▶ _Task_: Locate every line in the rows below that contains the word "sconce" and copy each of those lines.

▶ _Excerpted records_:
◆ ◆ ◆
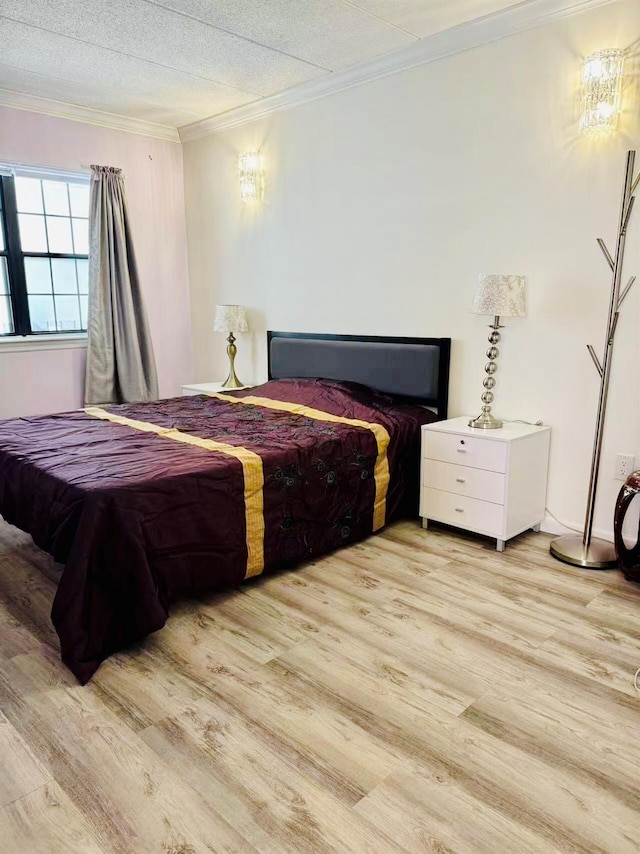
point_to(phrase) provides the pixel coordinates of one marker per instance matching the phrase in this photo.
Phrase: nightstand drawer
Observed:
(462, 511)
(463, 480)
(466, 451)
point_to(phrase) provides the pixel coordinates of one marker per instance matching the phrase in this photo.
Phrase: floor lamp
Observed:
(586, 551)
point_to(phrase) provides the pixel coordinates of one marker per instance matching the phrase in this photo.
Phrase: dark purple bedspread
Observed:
(187, 495)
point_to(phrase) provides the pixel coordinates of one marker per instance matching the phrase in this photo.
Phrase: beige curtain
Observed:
(120, 362)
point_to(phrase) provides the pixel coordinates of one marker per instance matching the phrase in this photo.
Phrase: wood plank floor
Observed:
(418, 692)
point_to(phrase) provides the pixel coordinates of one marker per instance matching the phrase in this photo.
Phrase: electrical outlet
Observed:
(624, 466)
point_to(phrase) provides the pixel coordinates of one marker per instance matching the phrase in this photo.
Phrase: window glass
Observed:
(44, 288)
(79, 197)
(42, 313)
(80, 236)
(59, 234)
(56, 198)
(64, 276)
(33, 237)
(67, 313)
(38, 275)
(29, 195)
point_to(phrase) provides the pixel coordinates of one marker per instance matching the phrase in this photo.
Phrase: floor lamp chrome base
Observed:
(599, 554)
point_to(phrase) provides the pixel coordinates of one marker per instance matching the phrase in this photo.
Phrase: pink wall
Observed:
(51, 380)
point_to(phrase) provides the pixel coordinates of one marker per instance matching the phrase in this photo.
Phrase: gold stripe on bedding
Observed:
(251, 469)
(381, 471)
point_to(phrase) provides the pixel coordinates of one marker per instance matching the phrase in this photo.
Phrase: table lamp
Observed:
(500, 296)
(231, 318)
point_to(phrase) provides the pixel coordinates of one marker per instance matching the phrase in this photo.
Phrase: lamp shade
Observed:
(502, 296)
(230, 318)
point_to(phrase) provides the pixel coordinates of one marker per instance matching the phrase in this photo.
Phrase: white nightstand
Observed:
(206, 388)
(492, 482)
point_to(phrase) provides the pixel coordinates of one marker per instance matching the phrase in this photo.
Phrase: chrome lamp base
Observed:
(599, 554)
(232, 380)
(485, 421)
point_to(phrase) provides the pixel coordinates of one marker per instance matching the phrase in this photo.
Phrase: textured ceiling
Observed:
(177, 61)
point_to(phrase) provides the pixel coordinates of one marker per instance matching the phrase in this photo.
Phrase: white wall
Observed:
(52, 380)
(385, 202)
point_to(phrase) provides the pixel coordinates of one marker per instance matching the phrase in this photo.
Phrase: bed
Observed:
(146, 504)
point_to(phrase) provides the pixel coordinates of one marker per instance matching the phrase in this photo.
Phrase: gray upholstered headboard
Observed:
(415, 369)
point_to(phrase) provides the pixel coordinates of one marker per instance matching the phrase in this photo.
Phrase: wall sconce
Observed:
(601, 84)
(251, 176)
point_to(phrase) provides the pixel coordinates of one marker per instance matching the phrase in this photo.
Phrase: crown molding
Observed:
(76, 113)
(516, 19)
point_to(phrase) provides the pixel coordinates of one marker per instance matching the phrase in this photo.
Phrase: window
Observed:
(44, 251)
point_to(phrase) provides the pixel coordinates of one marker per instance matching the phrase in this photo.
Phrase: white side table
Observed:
(492, 482)
(206, 388)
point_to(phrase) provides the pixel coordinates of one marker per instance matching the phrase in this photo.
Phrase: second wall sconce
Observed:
(251, 176)
(601, 87)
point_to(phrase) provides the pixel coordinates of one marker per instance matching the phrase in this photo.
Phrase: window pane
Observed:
(38, 275)
(59, 231)
(4, 278)
(81, 236)
(84, 310)
(42, 315)
(79, 195)
(32, 234)
(28, 195)
(6, 320)
(83, 276)
(68, 313)
(56, 200)
(64, 276)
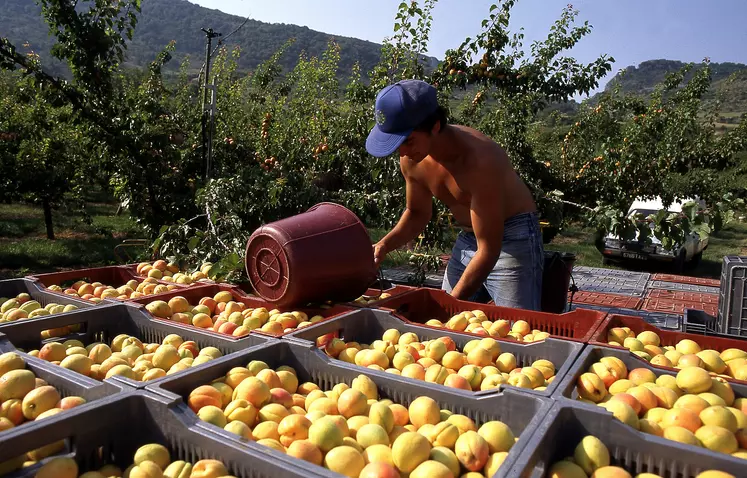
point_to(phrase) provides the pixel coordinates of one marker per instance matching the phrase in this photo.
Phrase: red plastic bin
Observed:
(686, 280)
(194, 294)
(671, 306)
(606, 300)
(667, 337)
(421, 305)
(681, 295)
(371, 292)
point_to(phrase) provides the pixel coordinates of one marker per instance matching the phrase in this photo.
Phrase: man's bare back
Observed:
(454, 183)
(501, 252)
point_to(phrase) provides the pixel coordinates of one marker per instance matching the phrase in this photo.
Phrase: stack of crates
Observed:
(732, 311)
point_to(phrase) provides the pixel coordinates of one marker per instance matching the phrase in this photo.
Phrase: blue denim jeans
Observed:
(516, 279)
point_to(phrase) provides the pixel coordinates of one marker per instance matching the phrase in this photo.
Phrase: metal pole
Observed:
(209, 34)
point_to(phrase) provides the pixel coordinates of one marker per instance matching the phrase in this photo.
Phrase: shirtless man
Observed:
(499, 252)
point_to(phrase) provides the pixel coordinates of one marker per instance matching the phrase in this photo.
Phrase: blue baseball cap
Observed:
(399, 109)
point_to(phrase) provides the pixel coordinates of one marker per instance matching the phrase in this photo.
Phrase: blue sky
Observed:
(631, 31)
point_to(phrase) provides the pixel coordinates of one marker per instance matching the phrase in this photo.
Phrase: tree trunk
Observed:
(48, 218)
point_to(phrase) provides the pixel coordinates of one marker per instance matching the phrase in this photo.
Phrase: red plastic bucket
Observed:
(322, 254)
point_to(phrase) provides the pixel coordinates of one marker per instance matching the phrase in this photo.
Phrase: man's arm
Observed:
(486, 212)
(414, 219)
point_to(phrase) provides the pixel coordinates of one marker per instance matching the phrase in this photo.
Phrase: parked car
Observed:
(688, 254)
◆ ◆ ◆
▶ _Answer in full_:
Phrase: wall sconce
Phrase: second wall sconce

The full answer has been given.